---- Source material

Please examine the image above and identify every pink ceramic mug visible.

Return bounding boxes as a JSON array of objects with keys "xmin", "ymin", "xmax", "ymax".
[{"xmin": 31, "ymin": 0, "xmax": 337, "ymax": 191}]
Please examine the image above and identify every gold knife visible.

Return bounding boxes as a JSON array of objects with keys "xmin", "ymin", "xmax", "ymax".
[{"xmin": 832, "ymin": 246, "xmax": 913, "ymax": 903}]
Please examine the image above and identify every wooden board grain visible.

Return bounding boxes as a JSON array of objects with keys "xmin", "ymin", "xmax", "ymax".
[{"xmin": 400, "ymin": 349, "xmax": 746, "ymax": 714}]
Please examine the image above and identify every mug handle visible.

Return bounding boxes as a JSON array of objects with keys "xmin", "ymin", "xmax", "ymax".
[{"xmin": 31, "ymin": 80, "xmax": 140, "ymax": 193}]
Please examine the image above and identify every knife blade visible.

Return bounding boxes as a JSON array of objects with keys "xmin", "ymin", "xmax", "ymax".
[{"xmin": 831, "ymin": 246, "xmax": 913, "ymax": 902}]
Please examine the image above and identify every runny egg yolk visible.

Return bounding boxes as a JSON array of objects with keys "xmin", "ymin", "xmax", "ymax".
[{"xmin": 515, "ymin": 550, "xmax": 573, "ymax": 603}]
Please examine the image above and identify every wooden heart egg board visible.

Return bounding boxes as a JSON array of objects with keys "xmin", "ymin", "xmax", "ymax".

--------

- What to do -
Give again only the lines starting at the one that contains "Please examine the image above and identify every mug" and running to the end of the data.

- Result of this exercise -
Please examine the image above and identify every mug handle visible.

Return bounding boxes as a JSON array of objects with keys "xmin", "ymin", "xmax", "ymax".
[{"xmin": 31, "ymin": 80, "xmax": 140, "ymax": 193}]
Please examine the image above and identify every knife blade visible.

Return bounding boxes as a JSON array of objects with keys "xmin", "ymin", "xmax", "ymax".
[{"xmin": 831, "ymin": 246, "xmax": 913, "ymax": 902}]
Please examine the image above and identify every runny egg yolk visible.

Return bounding boxes as a JSON array of objects with keys "xmin", "ymin", "xmax", "ymax".
[{"xmin": 515, "ymin": 550, "xmax": 573, "ymax": 603}]
Please examine the image above and identify every wooden heart egg board visible.

Return bounding boxes as a JSON array of objects with keys "xmin", "ymin", "xmax", "ymax".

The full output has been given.